### [Source data]
-=-=-

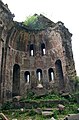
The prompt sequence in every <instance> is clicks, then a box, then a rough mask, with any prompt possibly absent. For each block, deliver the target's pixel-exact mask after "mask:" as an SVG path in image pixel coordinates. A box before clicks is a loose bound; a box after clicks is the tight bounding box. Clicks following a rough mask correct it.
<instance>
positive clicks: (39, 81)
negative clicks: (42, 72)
mask: <svg viewBox="0 0 79 120" xmlns="http://www.w3.org/2000/svg"><path fill="white" fill-rule="evenodd" d="M36 73H37V79H38V81H39V82H40V81H41V79H42V70H41V69H37V71H36Z"/></svg>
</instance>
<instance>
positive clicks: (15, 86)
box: [12, 64, 20, 97]
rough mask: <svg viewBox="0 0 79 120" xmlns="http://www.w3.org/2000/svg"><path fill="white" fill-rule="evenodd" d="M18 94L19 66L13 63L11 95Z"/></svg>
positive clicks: (19, 69) (19, 81) (18, 86)
mask: <svg viewBox="0 0 79 120" xmlns="http://www.w3.org/2000/svg"><path fill="white" fill-rule="evenodd" d="M18 95H20V66H19V65H18V64H15V65H14V67H13V86H12V97H14V96H18Z"/></svg>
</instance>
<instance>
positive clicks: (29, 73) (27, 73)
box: [24, 71, 30, 83]
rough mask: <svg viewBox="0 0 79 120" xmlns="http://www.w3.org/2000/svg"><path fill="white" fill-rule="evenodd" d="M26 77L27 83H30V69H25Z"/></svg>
mask: <svg viewBox="0 0 79 120" xmlns="http://www.w3.org/2000/svg"><path fill="white" fill-rule="evenodd" d="M24 78H25V81H26V83H30V72H29V71H25V73H24Z"/></svg>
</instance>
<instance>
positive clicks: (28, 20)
mask: <svg viewBox="0 0 79 120" xmlns="http://www.w3.org/2000/svg"><path fill="white" fill-rule="evenodd" d="M23 25H25V26H27V27H28V28H30V29H34V30H43V29H45V28H46V27H48V23H47V22H45V21H43V19H42V16H41V15H33V16H29V17H27V18H26V20H25V21H24V22H23Z"/></svg>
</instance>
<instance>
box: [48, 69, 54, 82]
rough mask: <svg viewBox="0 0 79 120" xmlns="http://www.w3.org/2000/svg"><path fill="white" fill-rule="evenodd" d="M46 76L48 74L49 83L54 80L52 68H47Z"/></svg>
mask: <svg viewBox="0 0 79 120" xmlns="http://www.w3.org/2000/svg"><path fill="white" fill-rule="evenodd" d="M48 74H49V81H53V80H54V71H53V69H52V68H49V70H48Z"/></svg>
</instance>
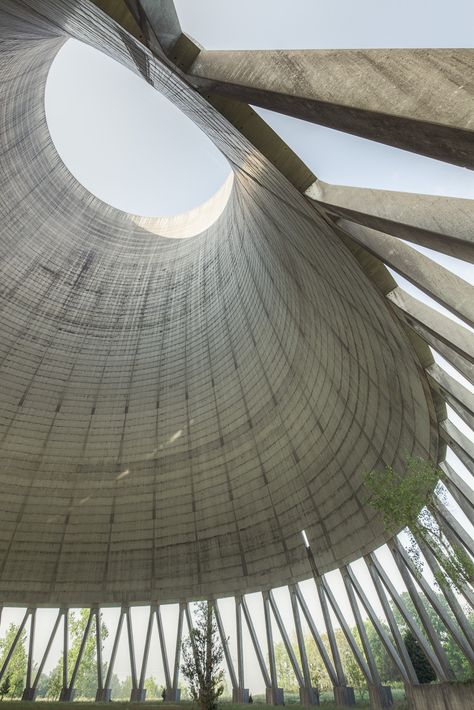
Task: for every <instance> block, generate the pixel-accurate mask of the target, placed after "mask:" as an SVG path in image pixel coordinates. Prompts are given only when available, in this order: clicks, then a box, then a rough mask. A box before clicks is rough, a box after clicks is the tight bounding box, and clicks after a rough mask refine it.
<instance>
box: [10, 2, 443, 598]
mask: <svg viewBox="0 0 474 710" xmlns="http://www.w3.org/2000/svg"><path fill="white" fill-rule="evenodd" d="M72 7H74V12H72V10H71V8H72ZM4 8H7V10H8V12H4ZM3 12H4V14H3ZM15 13H16V15H15ZM12 18H13V19H12ZM62 28H67V32H68V33H70V34H71V35H73V36H75V37H77V38H78V39H82V40H85V41H87V42H89V43H91V44H92V45H94V46H97V47H99V48H101V49H103V50H104V51H106V52H107V53H108V54H109V55H110V56H112V57H114V58H116V59H118V60H119V61H121V62H123V63H124V64H126V65H127V66H129V67H130V68H131V69H132V70H135V71H136V70H137V64H138V65H140V66H144V65H145V64H146V66H147V76H148V78H149V80H150V81H151V82H152V83H153V84H154V86H155V87H156V88H157V89H158V90H160V91H162V92H163V93H164V94H165V95H167V96H168V97H169V98H170V99H171V100H173V101H174V102H175V103H176V105H177V106H178V107H179V108H180V109H181V110H183V111H184V112H185V113H186V114H187V115H188V116H189V117H190V118H192V120H194V121H195V122H196V124H197V125H198V126H200V127H201V128H202V129H203V130H204V131H205V132H206V133H207V135H208V136H209V137H210V138H211V139H212V140H213V141H214V142H215V144H216V145H217V147H218V148H219V149H220V150H221V151H222V152H223V154H224V155H225V156H226V157H227V158H228V159H229V161H230V162H231V163H232V166H233V168H234V171H235V180H234V188H233V191H232V194H231V196H230V199H229V202H228V204H227V206H226V208H225V209H224V211H223V212H222V214H221V215H220V217H219V218H218V219H217V221H216V222H215V223H214V224H213V225H212V226H210V227H209V228H208V229H207V230H205V231H204V232H203V233H202V234H199V235H197V236H196V237H194V238H192V239H187V240H185V239H181V240H178V239H168V238H164V237H163V236H160V235H159V234H156V232H155V233H154V232H153V230H152V229H150V230H147V229H144V228H143V227H142V226H140V224H137V221H136V219H134V218H133V216H131V215H128V214H126V213H124V212H120V211H118V210H115V209H113V208H111V207H109V206H108V205H105V204H104V203H102V202H101V201H100V200H98V199H96V198H95V197H93V196H92V195H90V194H89V193H88V192H87V191H86V190H85V189H84V188H83V187H82V186H81V185H80V184H79V183H77V181H76V180H75V179H74V178H73V177H72V176H71V175H70V173H69V172H68V171H67V169H66V168H65V166H64V165H63V163H62V161H61V160H60V158H59V156H58V154H57V152H56V150H55V148H54V145H53V144H52V141H51V137H50V136H49V133H48V130H47V125H46V120H45V115H44V83H45V79H46V75H47V72H48V68H49V66H50V63H51V61H52V60H53V58H54V56H55V53H56V52H57V50H58V48H59V46H60V45H61V43H62V41H63V40H64V37H65V32H66V30H64V29H62ZM0 37H3V38H4V40H5V41H4V42H3V43H2V54H1V55H0V62H1V67H0V70H1V75H2V84H1V91H2V97H1V105H2V106H3V107H4V111H2V113H1V115H0V135H1V136H2V151H3V153H2V174H1V178H0V179H1V184H0V188H1V194H2V201H1V202H0V223H1V224H2V236H1V240H0V284H1V287H2V293H1V302H0V390H1V393H2V397H1V401H0V481H1V484H2V491H3V493H2V496H1V498H0V517H1V520H2V523H1V530H0V533H1V534H0V579H1V582H0V594H1V598H2V601H3V602H4V603H7V602H10V603H17V604H20V603H25V604H44V605H48V604H63V603H69V604H71V605H78V606H79V605H89V604H94V603H97V602H101V603H102V604H107V603H108V604H120V603H122V602H125V603H127V602H130V603H133V602H147V601H150V600H151V601H154V600H157V599H159V600H160V601H161V602H163V603H164V602H165V601H176V600H179V599H187V598H196V597H197V596H208V595H222V596H224V595H226V594H233V593H236V592H247V591H251V590H256V589H262V588H265V587H269V586H273V585H275V586H277V585H280V584H285V583H288V582H291V581H294V580H295V579H301V578H304V577H307V575H308V573H309V569H308V562H307V558H306V553H305V550H304V546H303V544H302V540H301V529H302V528H305V529H306V531H307V533H308V536H309V539H310V540H311V541H314V542H315V543H317V557H318V559H317V563H318V568H319V569H320V570H321V571H322V572H324V571H327V570H328V569H332V568H334V567H336V566H338V565H340V564H341V563H344V562H349V561H350V560H352V559H354V558H356V557H357V556H359V555H361V554H363V553H364V552H368V551H371V550H372V549H373V548H374V547H377V546H378V545H379V544H381V543H382V542H383V540H384V539H385V533H384V531H383V527H382V524H381V521H380V520H378V519H377V516H376V515H375V513H374V511H373V510H372V509H370V508H369V507H368V506H367V504H366V500H365V493H364V490H363V483H362V481H363V476H364V474H365V472H366V471H368V470H370V469H372V468H374V467H375V466H382V465H383V464H391V465H393V466H394V467H400V466H402V465H403V460H404V458H405V456H406V454H407V453H411V454H413V455H419V456H424V457H427V456H432V457H434V458H436V455H437V444H438V441H437V439H438V436H437V422H436V421H435V420H434V416H433V411H434V410H433V407H432V402H431V398H430V395H429V390H428V385H427V382H426V380H425V379H424V374H423V371H422V368H421V367H420V363H419V361H418V360H417V358H416V355H415V353H414V351H413V349H412V346H411V344H410V342H409V341H408V339H407V337H406V335H405V334H404V331H403V329H402V328H401V326H400V324H399V322H398V321H397V320H396V319H395V318H394V317H393V313H392V312H391V309H389V306H388V305H387V303H386V301H385V299H384V298H383V296H382V295H381V294H380V293H379V292H378V291H377V290H376V288H375V287H374V285H373V283H371V281H370V280H369V278H368V277H366V276H365V275H364V273H363V272H362V270H361V268H360V267H359V264H358V262H357V261H356V260H355V259H354V257H353V255H352V253H351V252H350V251H349V249H347V248H346V247H345V245H344V244H343V243H342V241H341V240H340V239H339V238H338V236H337V235H336V233H335V231H334V229H333V228H332V227H331V226H330V225H328V224H327V222H325V221H324V220H323V219H322V218H321V217H320V215H319V214H318V212H317V211H316V210H315V209H314V207H313V206H312V205H310V204H309V203H308V201H307V200H306V198H305V197H304V196H303V195H301V194H300V193H299V192H298V191H297V190H296V189H295V188H293V187H292V186H291V185H290V184H289V183H288V182H287V181H286V180H285V179H284V178H283V177H282V175H281V174H280V173H279V172H278V171H277V170H276V169H275V168H274V167H273V166H272V165H271V164H270V163H269V162H268V161H267V160H266V159H265V158H264V157H263V156H262V155H261V154H260V153H259V152H258V151H257V150H255V148H254V147H253V146H252V145H250V144H249V142H248V141H247V140H246V139H245V138H244V137H242V135H241V134H239V132H238V131H237V130H236V129H235V128H234V127H232V126H231V125H230V124H229V123H228V122H227V121H226V120H225V119H224V118H222V116H220V115H219V114H218V113H217V112H216V111H215V109H214V108H213V107H212V106H210V105H209V104H208V103H206V101H205V100H204V99H203V98H202V97H201V96H200V95H199V94H198V93H197V92H195V91H194V90H193V89H191V88H190V87H189V86H188V85H187V84H186V83H185V82H183V81H182V79H180V77H179V76H178V75H176V74H175V73H173V71H172V70H171V69H170V68H168V67H166V66H164V65H163V64H162V63H160V61H159V60H157V59H154V58H153V57H152V56H151V55H149V53H148V54H146V52H147V50H146V49H142V48H140V46H138V44H137V46H136V48H135V51H134V53H133V54H134V56H133V58H132V55H131V54H130V48H129V47H130V42H132V41H133V40H132V39H131V38H129V39H128V41H127V43H124V41H123V38H122V35H121V34H120V32H118V31H117V29H116V27H115V26H114V25H113V23H112V22H111V20H108V18H107V17H105V16H104V15H103V14H102V13H100V12H99V11H98V10H97V9H96V8H94V7H93V6H91V5H90V4H89V3H83V2H81V0H78V1H77V2H75V3H73V5H72V4H71V3H64V2H59V1H58V0H40V1H38V0H5V2H2V4H1V8H0ZM140 52H143V53H145V54H146V60H147V61H146V62H145V61H141V60H140V61H139V62H137V56H138V54H139V53H140Z"/></svg>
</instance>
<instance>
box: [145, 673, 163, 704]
mask: <svg viewBox="0 0 474 710" xmlns="http://www.w3.org/2000/svg"><path fill="white" fill-rule="evenodd" d="M144 688H145V690H146V699H147V700H161V694H162V692H163V687H162V686H161V685H158V683H157V682H156V679H155V678H154V676H150V677H149V678H147V679H146V680H145V685H144Z"/></svg>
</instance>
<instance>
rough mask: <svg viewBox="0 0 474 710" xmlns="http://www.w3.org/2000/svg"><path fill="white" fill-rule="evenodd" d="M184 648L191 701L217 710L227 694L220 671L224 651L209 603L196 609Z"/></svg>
mask: <svg viewBox="0 0 474 710" xmlns="http://www.w3.org/2000/svg"><path fill="white" fill-rule="evenodd" d="M181 648H182V653H183V662H182V665H181V672H182V674H183V676H184V677H185V679H186V682H187V684H188V689H189V693H190V695H191V697H192V699H193V700H194V701H195V702H198V703H199V705H200V707H201V710H216V708H217V700H218V698H219V697H220V696H221V695H222V693H223V692H224V682H223V681H224V671H223V669H222V667H221V664H222V661H223V658H224V649H223V648H222V644H221V643H220V639H219V634H218V629H217V624H216V620H215V614H214V609H213V607H212V605H211V604H209V603H208V602H199V603H198V604H197V605H196V621H195V626H194V628H193V629H191V630H190V634H189V638H187V639H186V640H185V641H184V642H183V644H182V647H181Z"/></svg>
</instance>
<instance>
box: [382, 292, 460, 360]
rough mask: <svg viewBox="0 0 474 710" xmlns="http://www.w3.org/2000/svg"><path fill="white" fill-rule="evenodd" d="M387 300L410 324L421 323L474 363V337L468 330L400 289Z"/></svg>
mask: <svg viewBox="0 0 474 710" xmlns="http://www.w3.org/2000/svg"><path fill="white" fill-rule="evenodd" d="M387 298H388V299H389V300H390V301H391V302H392V303H393V304H394V305H395V306H397V308H398V309H400V310H401V311H403V312H404V313H405V314H406V316H407V318H406V320H407V321H408V323H409V324H410V321H415V322H418V323H420V324H421V325H423V326H424V327H425V328H427V329H428V330H429V331H430V332H431V333H432V334H433V335H434V336H435V337H437V338H439V339H440V340H442V341H443V342H444V343H446V344H447V345H449V346H450V347H451V348H453V349H454V350H455V351H456V352H457V353H458V354H459V355H461V356H462V357H464V358H466V359H467V360H468V361H469V362H471V363H472V362H474V337H473V335H472V333H471V332H470V331H469V330H468V329H467V328H463V326H461V325H458V324H457V323H455V322H454V321H452V320H451V319H450V318H447V317H446V316H443V315H442V314H441V313H438V311H435V310H434V309H433V308H430V306H427V305H425V304H424V303H422V302H421V301H419V300H418V299H417V298H414V297H413V296H410V295H409V294H408V293H407V292H406V291H404V290H403V289H402V288H400V287H397V288H395V289H394V290H393V291H391V292H390V293H388V294H387Z"/></svg>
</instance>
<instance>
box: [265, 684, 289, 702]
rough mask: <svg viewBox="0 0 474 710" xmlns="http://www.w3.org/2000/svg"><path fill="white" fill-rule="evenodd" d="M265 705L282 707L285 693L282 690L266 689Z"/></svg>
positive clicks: (265, 692)
mask: <svg viewBox="0 0 474 710" xmlns="http://www.w3.org/2000/svg"><path fill="white" fill-rule="evenodd" d="M265 696H266V701H267V705H284V704H285V693H284V690H283V688H267V689H266V691H265Z"/></svg>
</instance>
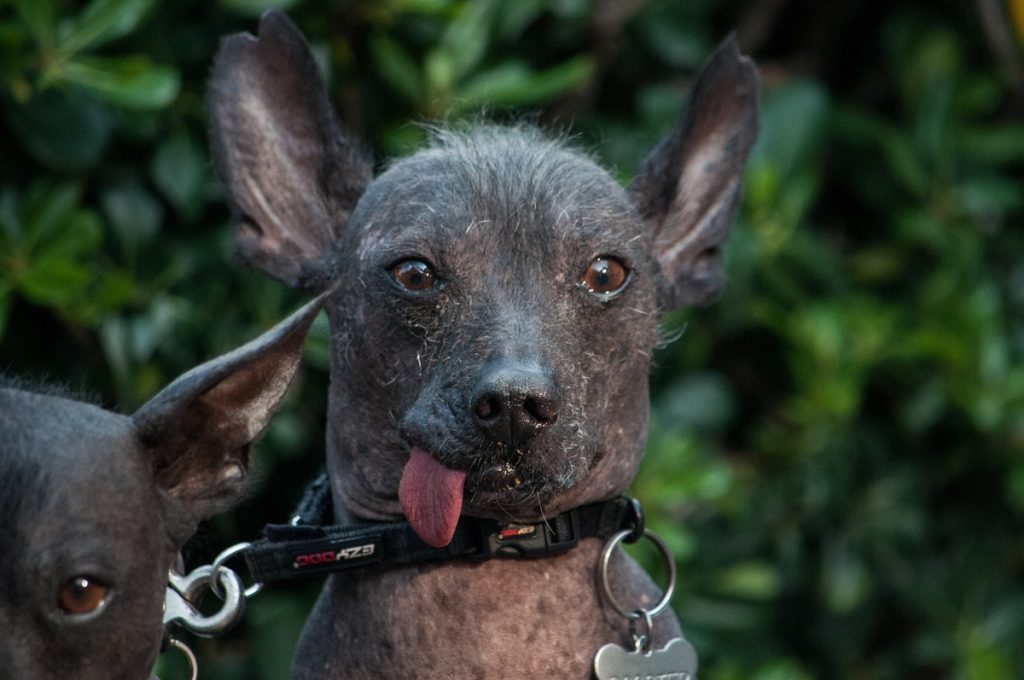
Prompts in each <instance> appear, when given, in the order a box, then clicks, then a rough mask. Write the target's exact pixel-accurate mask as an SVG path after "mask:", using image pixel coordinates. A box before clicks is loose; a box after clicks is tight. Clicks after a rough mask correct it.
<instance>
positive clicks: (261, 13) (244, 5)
mask: <svg viewBox="0 0 1024 680" xmlns="http://www.w3.org/2000/svg"><path fill="white" fill-rule="evenodd" d="M299 2H301V0H217V4H219V5H220V6H221V7H223V8H224V9H228V10H230V11H233V12H237V13H239V14H242V15H243V16H253V17H258V16H261V15H262V14H263V12H265V11H266V10H268V9H270V8H273V7H275V8H278V9H281V10H282V11H288V10H289V9H291V8H293V7H295V6H296V5H297V4H299Z"/></svg>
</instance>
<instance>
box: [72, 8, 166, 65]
mask: <svg viewBox="0 0 1024 680" xmlns="http://www.w3.org/2000/svg"><path fill="white" fill-rule="evenodd" d="M154 2H155V0H91V2H89V4H88V5H86V7H85V9H84V10H83V11H82V13H81V14H80V15H79V16H78V17H76V19H75V20H74V22H72V23H71V24H70V26H69V28H68V30H67V31H63V32H61V35H60V37H59V41H58V44H59V49H60V51H61V52H62V53H63V54H65V56H71V55H72V54H75V53H77V52H79V51H81V50H84V49H87V48H90V47H98V46H100V45H103V44H105V43H108V42H111V41H112V40H117V39H118V38H122V37H124V36H126V35H128V34H129V33H131V32H132V31H133V30H134V29H135V27H136V26H138V24H139V22H141V20H142V17H143V16H144V15H145V13H146V12H147V11H148V10H150V8H151V7H152V6H153V4H154Z"/></svg>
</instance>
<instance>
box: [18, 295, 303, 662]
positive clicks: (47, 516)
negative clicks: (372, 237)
mask: <svg viewBox="0 0 1024 680" xmlns="http://www.w3.org/2000/svg"><path fill="white" fill-rule="evenodd" d="M318 309H319V303H318V301H317V302H311V303H309V304H308V305H306V306H305V307H303V308H302V309H301V310H300V311H299V312H297V313H296V314H294V315H292V316H291V317H289V318H288V320H286V321H285V322H283V323H282V324H281V325H279V326H276V327H275V328H274V329H271V330H270V331H268V332H267V333H266V334H264V335H263V336H261V337H260V338H258V339H257V340H255V341H253V342H251V343H249V344H248V345H245V346H243V347H241V348H240V349H238V350H236V351H233V352H231V353H228V354H225V355H224V356H221V357H219V358H216V359H213V360H211V362H209V363H207V364H204V365H202V366H200V367H199V368H197V369H194V370H193V371H189V372H188V373H186V374H184V375H183V376H181V377H180V378H178V379H177V380H176V381H174V382H173V383H171V384H170V385H169V386H168V387H166V388H165V389H164V390H162V391H161V392H160V393H159V394H157V395H156V396H155V397H154V398H153V399H151V400H150V401H148V402H146V403H145V405H144V406H142V408H141V409H139V410H138V411H137V412H136V413H135V414H134V415H133V416H121V415H117V414H114V413H111V412H109V411H104V410H102V409H100V408H98V407H94V406H92V405H89V403H84V402H82V401H78V400H75V399H72V398H68V397H63V396H58V395H55V394H48V393H43V392H39V391H30V390H28V389H25V388H19V387H18V386H17V385H16V383H12V382H9V381H8V382H6V383H4V382H0V517H2V518H3V524H4V526H3V530H2V532H0V555H2V558H0V631H3V635H2V636H0V676H2V677H4V678H26V679H29V678H31V679H32V680H49V679H53V680H56V679H60V680H65V679H67V678H75V679H76V680H132V679H133V678H150V677H151V675H150V673H151V670H152V669H153V666H154V663H155V662H156V657H157V654H158V653H159V651H160V647H161V641H162V639H163V633H164V627H163V624H162V615H163V603H164V592H165V589H166V587H167V571H168V569H169V568H170V566H171V565H172V564H173V562H174V560H175V557H176V555H177V553H178V551H179V550H180V548H181V546H182V544H184V542H185V541H186V540H187V539H188V537H190V536H191V534H193V533H194V532H195V528H196V525H197V523H198V522H199V521H200V520H201V519H203V518H206V517H209V516H211V515H212V514H214V513H215V512H218V511H221V510H223V509H226V508H227V507H228V506H229V505H231V504H233V503H234V502H236V501H237V500H238V499H239V498H240V496H241V494H242V492H243V488H244V485H245V481H246V479H247V477H248V476H249V474H248V473H249V465H250V461H249V445H250V443H251V442H252V441H253V440H254V439H255V438H256V437H257V436H258V435H259V434H260V433H261V432H262V430H263V428H264V426H265V425H266V423H267V421H268V419H269V417H270V415H271V414H272V413H273V411H274V409H276V407H278V403H279V402H280V400H281V398H282V396H284V394H285V390H286V388H287V387H288V384H289V382H290V381H291V379H292V376H293V375H294V372H295V369H296V368H297V367H298V362H299V358H300V356H301V350H302V344H303V340H304V338H305V336H306V332H307V330H308V328H309V325H310V324H311V323H312V320H313V317H314V316H315V314H316V312H317V311H318ZM81 579H85V580H86V581H85V582H79V580H81Z"/></svg>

-=-=-

### [Task]
Count the lines in the records above that contain the string "loose". Reply with the number alone.

### [Task result]
2